* [Things to do]:
A – List the titles of the individual poems that the review of Crystal Wilkinson's Perfect Black mentions by name.
B – Write the next few paragraphs of the review of Crystal Wilkinson's Perfect Black, picking up right after its final sentence.
── Selected extract
Constance Alexander: Wilkinson’s “Perfect Black” invites readers on a journey through many terrains


The title of the first poem in Crystal Wilkinson’s book, Perfect Black, is “Terrain.” On the facing page is the illustration above, rendered in stark black and white by Ronald W. Davis, the poet’s longtime partner. The uneven landscape is dotted with fir trees, each bough a slash pointing to an empty sky. A sliver of moon has fallen to earth.

Like the poems in Perfect Black, the drawing can be viewed from various perspectives. It took me many times as I read and re-read this compelling collection to see the image as the profile of a reclining person. Forehead, nose, mouth, chin – all were right there in front of me — but I had not paid enough attention.

(Image republished with permission of University Press of Kentucky)

Perfect Black invites readers to pay attention, to read and re-read individual poems and revisit stunning images. Like one of those paper maps that guided our travels before GPS, once unfolded, it is hard to put the ideas back together into a neat little package.

Wilkinson, currently Kentucky’s Poet Laureate, welcomes readers to her world to learn about her own life and the lives of her forebears.

“People are always surprised that black people reside in the hills of Appalachia,” she writes. “Those not surprised that we were there are surprised that we stayed. My family lived in the hills of Kentucky for four generations.”

Unable to break the barriers of racism or nepotism in education or the workforce, they stayed and worked hard. “They continued the tradition of farming. Tobacco. Corn. A few head of cattle. A few dairy cows.”

Described as proud folks, they tended to the family, their animals, and their land. The meals they shared sound mouth-watering. Breakfasts were “scrambled fluffy yellow eggs.” Biscuits were made from scratch, the dough rolled out by the grandmother who “threw flour into the air like magic dust.”

Homemade preserves came from pears, peaches, or blackberries. Meals were served on “white plates with blue flowers around the edges and a blue landscape in the center.”

The longest poem in the book, Praise Song for the Kitchen Ghosts contains recipes that carry on fading traditions of Black farmers. They teach how to fix greens without fatback or whip up Wilkinson’s grandmother’s recipe for jam cake with caramel icing.

“Cinnamon + cloves = childhood,” the poet declares.

Not all memories are lyrical. Wilkinson remembers the pain of an absent mother struggling with mental illness, and working hard to fit in and stand out at the same time.

Most of the poems in Perfect Black arise from personal experiences, but one titled “August 9, 1974” ventures onto the national scene. “This is not a political poem,” the poet insists.
────
── Excerpted data
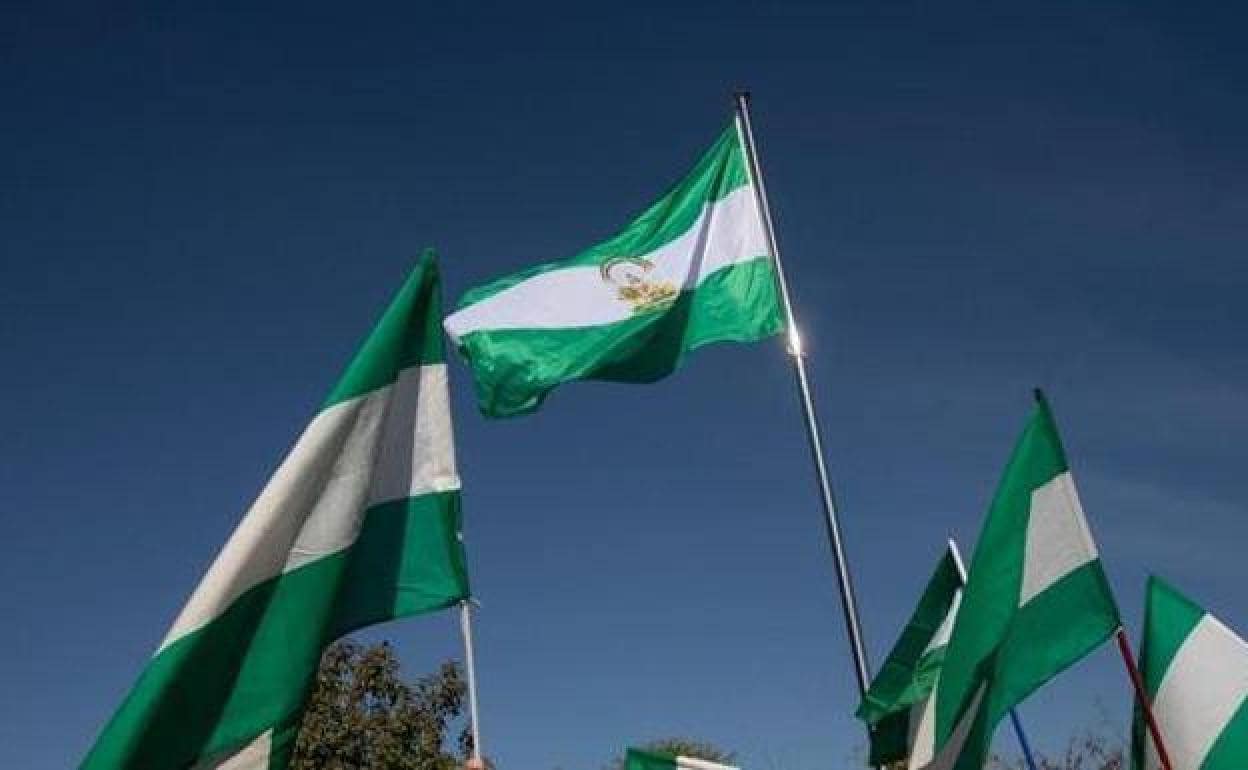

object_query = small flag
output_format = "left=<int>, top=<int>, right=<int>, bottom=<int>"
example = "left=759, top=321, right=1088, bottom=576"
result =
left=857, top=550, right=962, bottom=769
left=82, top=255, right=469, bottom=770
left=931, top=392, right=1121, bottom=770
left=446, top=124, right=784, bottom=417
left=625, top=749, right=738, bottom=770
left=1132, top=578, right=1248, bottom=770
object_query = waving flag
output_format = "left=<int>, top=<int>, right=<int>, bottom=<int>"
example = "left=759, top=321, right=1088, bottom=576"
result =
left=82, top=255, right=469, bottom=770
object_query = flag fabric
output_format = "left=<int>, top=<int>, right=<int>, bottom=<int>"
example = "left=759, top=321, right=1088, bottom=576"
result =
left=857, top=549, right=962, bottom=769
left=1132, top=578, right=1248, bottom=770
left=931, top=392, right=1121, bottom=770
left=446, top=124, right=784, bottom=417
left=82, top=253, right=469, bottom=770
left=625, top=749, right=738, bottom=770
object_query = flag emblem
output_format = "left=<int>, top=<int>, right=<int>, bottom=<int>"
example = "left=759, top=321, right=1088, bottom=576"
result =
left=598, top=257, right=679, bottom=314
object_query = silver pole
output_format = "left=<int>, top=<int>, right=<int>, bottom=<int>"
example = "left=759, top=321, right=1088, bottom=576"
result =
left=459, top=599, right=482, bottom=766
left=735, top=91, right=871, bottom=695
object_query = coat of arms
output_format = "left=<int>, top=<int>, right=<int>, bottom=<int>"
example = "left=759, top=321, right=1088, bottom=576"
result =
left=598, top=257, right=680, bottom=313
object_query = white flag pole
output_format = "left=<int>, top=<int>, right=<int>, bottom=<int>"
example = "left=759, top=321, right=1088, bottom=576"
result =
left=735, top=91, right=871, bottom=695
left=459, top=599, right=483, bottom=768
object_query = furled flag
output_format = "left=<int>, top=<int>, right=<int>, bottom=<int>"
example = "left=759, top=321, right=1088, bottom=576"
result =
left=82, top=255, right=469, bottom=770
left=446, top=125, right=784, bottom=417
left=931, top=391, right=1119, bottom=770
left=625, top=749, right=738, bottom=770
left=1132, top=578, right=1248, bottom=770
left=857, top=550, right=962, bottom=770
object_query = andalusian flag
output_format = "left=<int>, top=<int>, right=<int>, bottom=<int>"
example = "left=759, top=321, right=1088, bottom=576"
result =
left=857, top=548, right=962, bottom=770
left=1132, top=578, right=1248, bottom=770
left=932, top=392, right=1119, bottom=770
left=625, top=749, right=738, bottom=770
left=446, top=125, right=784, bottom=417
left=82, top=255, right=468, bottom=770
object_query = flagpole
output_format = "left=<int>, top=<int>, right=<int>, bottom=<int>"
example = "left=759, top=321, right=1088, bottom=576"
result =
left=734, top=91, right=871, bottom=695
left=948, top=538, right=1036, bottom=770
left=459, top=599, right=484, bottom=768
left=1114, top=625, right=1173, bottom=770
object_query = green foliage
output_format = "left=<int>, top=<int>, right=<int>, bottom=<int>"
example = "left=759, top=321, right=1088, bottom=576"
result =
left=291, top=640, right=472, bottom=770
left=604, top=738, right=736, bottom=770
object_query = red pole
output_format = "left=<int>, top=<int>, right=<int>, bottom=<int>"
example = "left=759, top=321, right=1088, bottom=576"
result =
left=1114, top=626, right=1173, bottom=770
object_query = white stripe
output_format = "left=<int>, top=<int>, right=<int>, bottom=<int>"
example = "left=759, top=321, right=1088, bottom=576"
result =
left=676, top=756, right=738, bottom=770
left=906, top=689, right=936, bottom=770
left=924, top=588, right=962, bottom=655
left=444, top=185, right=768, bottom=342
left=924, top=683, right=988, bottom=770
left=1146, top=614, right=1248, bottom=770
left=157, top=363, right=459, bottom=653
left=191, top=730, right=273, bottom=770
left=1018, top=470, right=1097, bottom=607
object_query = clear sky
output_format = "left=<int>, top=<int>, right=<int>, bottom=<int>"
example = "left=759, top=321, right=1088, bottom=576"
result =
left=0, top=1, right=1248, bottom=770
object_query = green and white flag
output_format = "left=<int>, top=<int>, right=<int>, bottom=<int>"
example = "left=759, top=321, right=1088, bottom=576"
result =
left=625, top=749, right=738, bottom=770
left=857, top=549, right=962, bottom=770
left=931, top=392, right=1121, bottom=770
left=82, top=255, right=469, bottom=770
left=446, top=125, right=784, bottom=417
left=1132, top=578, right=1248, bottom=770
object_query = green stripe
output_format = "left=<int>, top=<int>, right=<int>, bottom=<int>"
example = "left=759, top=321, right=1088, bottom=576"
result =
left=82, top=492, right=469, bottom=770
left=857, top=553, right=962, bottom=724
left=322, top=251, right=446, bottom=409
left=461, top=257, right=784, bottom=417
left=941, top=560, right=1119, bottom=770
left=625, top=749, right=676, bottom=770
left=1131, top=575, right=1213, bottom=770
left=458, top=122, right=749, bottom=308
left=936, top=401, right=1068, bottom=745
left=1139, top=575, right=1204, bottom=698
left=983, top=559, right=1121, bottom=725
────
* [Exercise results]:
A –
"Terrain"
Praise Song for the Kitchen Ghosts
"August 9, 1974"

B –
Constance Alexander is a columnist, award-winning poet and playwright, and President of INTEXCommunications in Murray. She can be reached at constancealexander@twc.com. Or visit www.constancealexander.com.

She remembers watching TV the day Richard Nixon resigned the presidency but was mostly aware that she was wearing lip gloss and hot pants that summer that she was away from her grandmother’s reach. Enthralled with her cousin’s friend, Mark, she was impressed by his afro, “as big as the globe/ back home on Ms. Rigney’s desk.”

That recollection leads to musings about how we got from there to here, again with the insistence, “This is not a political poem.”

but today i am thinking

about guns &

rape culture

Such connections about girlhood, racism, and political awakening, sparked with vivid imagery, are explored further in “Dear Johnny P.” The poem recounts a happenstance reunion between the poet and an old bully.

When they were in school together, he called her “aunt jemima” and, in her words:

grabbed at my breasts

asked me for some of that chocolate cow’s milk

hate in your face/disgust in your eyes

Looking her straight in the eye, he asks if she remembers him. As he extends his hand to shake hers, she muses that it is “the same hand you feared would turn you black.”

Reading this poem again the other day, I wished I could send a copy of “Perfect Black” to Kentucky Rep. Hal Rogers who, when asked by the chair of the Congressional Black Caucus to don his COVID mask before boarding the U.S. Capitol’s subway system last week, poked her in the back and said, “Get on the train.”

When she replied, “Don’t you ever touch me,” he turned and sneered, “Kiss my ass.”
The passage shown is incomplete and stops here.